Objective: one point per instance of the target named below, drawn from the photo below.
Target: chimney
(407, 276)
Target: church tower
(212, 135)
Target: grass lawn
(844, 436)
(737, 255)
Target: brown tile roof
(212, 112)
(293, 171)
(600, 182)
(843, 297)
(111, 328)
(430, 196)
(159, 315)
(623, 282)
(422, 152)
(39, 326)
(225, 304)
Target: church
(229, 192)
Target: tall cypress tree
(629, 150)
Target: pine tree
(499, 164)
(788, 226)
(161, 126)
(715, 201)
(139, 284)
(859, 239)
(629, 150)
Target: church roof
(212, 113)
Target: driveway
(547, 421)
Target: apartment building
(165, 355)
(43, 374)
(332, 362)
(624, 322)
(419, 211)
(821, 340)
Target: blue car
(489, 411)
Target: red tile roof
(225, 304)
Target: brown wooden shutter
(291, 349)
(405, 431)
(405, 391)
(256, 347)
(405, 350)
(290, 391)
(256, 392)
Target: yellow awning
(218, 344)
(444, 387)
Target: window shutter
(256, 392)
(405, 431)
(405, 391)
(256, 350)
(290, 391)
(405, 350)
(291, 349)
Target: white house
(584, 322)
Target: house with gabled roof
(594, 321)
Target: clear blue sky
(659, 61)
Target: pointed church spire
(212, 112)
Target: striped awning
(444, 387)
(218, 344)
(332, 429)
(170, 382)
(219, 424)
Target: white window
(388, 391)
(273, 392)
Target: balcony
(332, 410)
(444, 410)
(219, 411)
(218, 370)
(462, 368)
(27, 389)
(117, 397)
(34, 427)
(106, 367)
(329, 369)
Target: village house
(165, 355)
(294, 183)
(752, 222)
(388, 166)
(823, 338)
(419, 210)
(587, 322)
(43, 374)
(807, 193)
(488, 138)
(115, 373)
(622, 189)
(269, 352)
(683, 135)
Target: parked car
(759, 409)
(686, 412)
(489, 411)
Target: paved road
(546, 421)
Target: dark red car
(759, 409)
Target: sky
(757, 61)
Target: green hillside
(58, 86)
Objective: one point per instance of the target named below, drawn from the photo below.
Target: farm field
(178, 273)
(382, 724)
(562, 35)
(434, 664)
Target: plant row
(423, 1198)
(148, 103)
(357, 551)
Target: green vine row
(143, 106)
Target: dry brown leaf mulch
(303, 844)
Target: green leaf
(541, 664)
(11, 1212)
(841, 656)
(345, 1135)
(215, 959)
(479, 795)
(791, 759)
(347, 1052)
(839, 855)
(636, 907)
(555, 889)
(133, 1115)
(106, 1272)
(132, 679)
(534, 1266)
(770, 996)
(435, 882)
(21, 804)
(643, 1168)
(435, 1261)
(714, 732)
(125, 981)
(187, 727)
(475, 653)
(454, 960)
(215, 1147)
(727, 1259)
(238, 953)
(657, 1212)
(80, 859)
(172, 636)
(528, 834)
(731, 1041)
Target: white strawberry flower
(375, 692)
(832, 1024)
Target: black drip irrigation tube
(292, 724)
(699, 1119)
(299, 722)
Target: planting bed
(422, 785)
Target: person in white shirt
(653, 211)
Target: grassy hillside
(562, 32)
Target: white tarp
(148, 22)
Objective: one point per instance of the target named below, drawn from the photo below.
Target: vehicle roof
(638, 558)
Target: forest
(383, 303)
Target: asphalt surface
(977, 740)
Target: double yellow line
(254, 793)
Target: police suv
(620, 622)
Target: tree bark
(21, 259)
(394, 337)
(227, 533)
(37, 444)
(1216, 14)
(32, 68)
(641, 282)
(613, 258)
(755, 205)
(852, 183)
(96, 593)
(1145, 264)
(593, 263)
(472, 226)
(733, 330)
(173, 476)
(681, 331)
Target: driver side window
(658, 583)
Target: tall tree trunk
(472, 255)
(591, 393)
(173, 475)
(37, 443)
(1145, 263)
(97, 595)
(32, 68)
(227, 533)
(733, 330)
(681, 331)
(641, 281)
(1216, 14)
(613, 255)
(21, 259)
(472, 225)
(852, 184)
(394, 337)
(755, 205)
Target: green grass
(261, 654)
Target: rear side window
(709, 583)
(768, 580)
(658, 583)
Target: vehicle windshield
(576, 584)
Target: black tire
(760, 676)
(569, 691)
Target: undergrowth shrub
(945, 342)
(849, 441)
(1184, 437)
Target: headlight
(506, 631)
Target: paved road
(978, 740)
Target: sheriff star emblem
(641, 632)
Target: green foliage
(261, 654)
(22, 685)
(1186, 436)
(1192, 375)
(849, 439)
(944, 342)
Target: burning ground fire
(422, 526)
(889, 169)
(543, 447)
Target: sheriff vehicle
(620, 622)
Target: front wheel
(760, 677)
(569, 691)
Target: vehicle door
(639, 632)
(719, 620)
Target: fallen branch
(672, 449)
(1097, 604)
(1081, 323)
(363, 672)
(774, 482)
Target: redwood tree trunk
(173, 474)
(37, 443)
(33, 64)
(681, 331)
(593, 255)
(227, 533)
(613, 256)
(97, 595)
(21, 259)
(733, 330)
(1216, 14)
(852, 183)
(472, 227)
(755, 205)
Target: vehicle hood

## Task to carry out
Character for character, reproduce all of the lines above.

## Final answer
Objective: one point per instance of the target named below, drawn from the photo below.
Target: chimney
(407, 276)
Target: church tower
(212, 135)
Target: grass lawn
(844, 436)
(737, 255)
Target: brown tile roof
(212, 112)
(293, 171)
(600, 182)
(843, 297)
(111, 328)
(430, 196)
(159, 315)
(623, 282)
(422, 152)
(39, 326)
(225, 304)
Target: church
(229, 192)
Target: tall cypress tree
(629, 150)
Target: pine tree
(499, 164)
(788, 226)
(161, 126)
(715, 201)
(139, 284)
(859, 239)
(629, 150)
Target: church roof
(212, 113)
Target: driveway
(547, 421)
Target: apartment building
(165, 355)
(43, 374)
(332, 362)
(624, 322)
(419, 211)
(821, 340)
Target: blue car
(489, 411)
Target: red tile roof
(225, 304)
Target: brown wooden shutter
(291, 349)
(405, 431)
(405, 391)
(256, 347)
(405, 350)
(290, 391)
(256, 392)
Target: yellow awning
(218, 344)
(444, 387)
Target: window shutter
(256, 392)
(405, 431)
(405, 391)
(256, 350)
(290, 391)
(405, 350)
(291, 349)
Target: white house
(584, 322)
Target: house with gabled roof
(594, 321)
Target: clear blue sky
(659, 61)
Target: pointed church spire
(212, 112)
Target: striped awning
(444, 387)
(218, 344)
(332, 429)
(170, 382)
(219, 424)
Target: white window
(388, 391)
(273, 392)
Target: balcony
(332, 410)
(444, 410)
(219, 411)
(218, 370)
(462, 368)
(27, 389)
(117, 397)
(34, 427)
(106, 367)
(329, 369)
Target: village house
(165, 355)
(294, 183)
(752, 222)
(388, 166)
(823, 338)
(419, 210)
(587, 322)
(43, 374)
(807, 193)
(488, 138)
(115, 373)
(622, 189)
(269, 352)
(683, 135)
Target: parked car
(759, 409)
(686, 412)
(489, 411)
Target: paved road
(546, 421)
Target: dark red car
(759, 409)
Target: sky
(757, 61)
Target: green hillside
(58, 86)
Objective: one point per instance of the target named below, drawn from the photo below.
Target: farm field
(178, 273)
(382, 724)
(562, 35)
(434, 664)
Target: plant row
(423, 1198)
(148, 103)
(357, 551)
Target: green vine row
(143, 106)
Target: dry brown leaf mulch
(303, 844)
Target: green leaf
(541, 664)
(11, 1212)
(841, 656)
(345, 1135)
(215, 959)
(479, 795)
(791, 759)
(347, 1052)
(839, 855)
(636, 907)
(555, 889)
(133, 1115)
(106, 1272)
(132, 679)
(534, 1266)
(770, 996)
(435, 882)
(21, 804)
(643, 1168)
(435, 1261)
(714, 732)
(125, 981)
(187, 727)
(475, 653)
(454, 960)
(215, 1147)
(727, 1259)
(238, 953)
(657, 1212)
(80, 859)
(172, 636)
(528, 834)
(731, 1041)
Target: white strawberry flower
(375, 692)
(832, 1024)
Target: black drip irrigation tube
(292, 724)
(699, 1119)
(299, 722)
Target: planting bed
(422, 785)
Target: person in white shirt
(653, 211)
Target: grassy hillside
(562, 32)
Target: white tarp
(148, 22)
Objective: one point per instance of the target named below, drawn from the photo below.
Target: vehicle roof
(638, 558)
Target: forest
(383, 303)
Target: asphalt surface
(977, 740)
Target: double yellow line
(254, 793)
Target: police suv
(620, 622)
Target: tree bark
(21, 259)
(394, 337)
(227, 533)
(37, 444)
(1216, 14)
(32, 68)
(641, 282)
(613, 258)
(755, 205)
(852, 183)
(96, 593)
(1145, 264)
(593, 263)
(472, 226)
(733, 330)
(173, 476)
(681, 331)
Target: driver side window
(658, 583)
Target: tall tree trunk
(472, 255)
(591, 393)
(173, 475)
(37, 443)
(1145, 263)
(97, 595)
(32, 68)
(227, 533)
(733, 330)
(681, 331)
(641, 281)
(1216, 14)
(613, 255)
(21, 259)
(472, 225)
(852, 184)
(394, 337)
(755, 205)
Target: green grass
(261, 654)
Target: rear side window
(709, 583)
(768, 580)
(658, 583)
Target: vehicle windshield
(576, 584)
Target: black tire
(760, 676)
(569, 691)
Target: undergrowth shrub
(945, 342)
(849, 441)
(1184, 437)
Target: headlight
(506, 631)
Target: paved road
(978, 740)
Target: sheriff star emblem
(641, 632)
Target: green foliage
(261, 654)
(22, 685)
(1186, 436)
(1192, 375)
(849, 439)
(944, 342)
Target: burning ground fire
(422, 526)
(889, 169)
(543, 447)
Target: sheriff vehicle
(620, 622)
Target: front wheel
(760, 677)
(569, 691)
Target: vehicle door
(639, 632)
(719, 620)
Target: fallen branch
(672, 449)
(1097, 604)
(1081, 323)
(363, 672)
(774, 482)
Target: redwood tree trunk
(173, 474)
(37, 443)
(33, 64)
(681, 331)
(593, 255)
(227, 533)
(613, 256)
(97, 595)
(21, 259)
(733, 330)
(1216, 14)
(852, 183)
(472, 227)
(755, 205)
Target: vehicle hood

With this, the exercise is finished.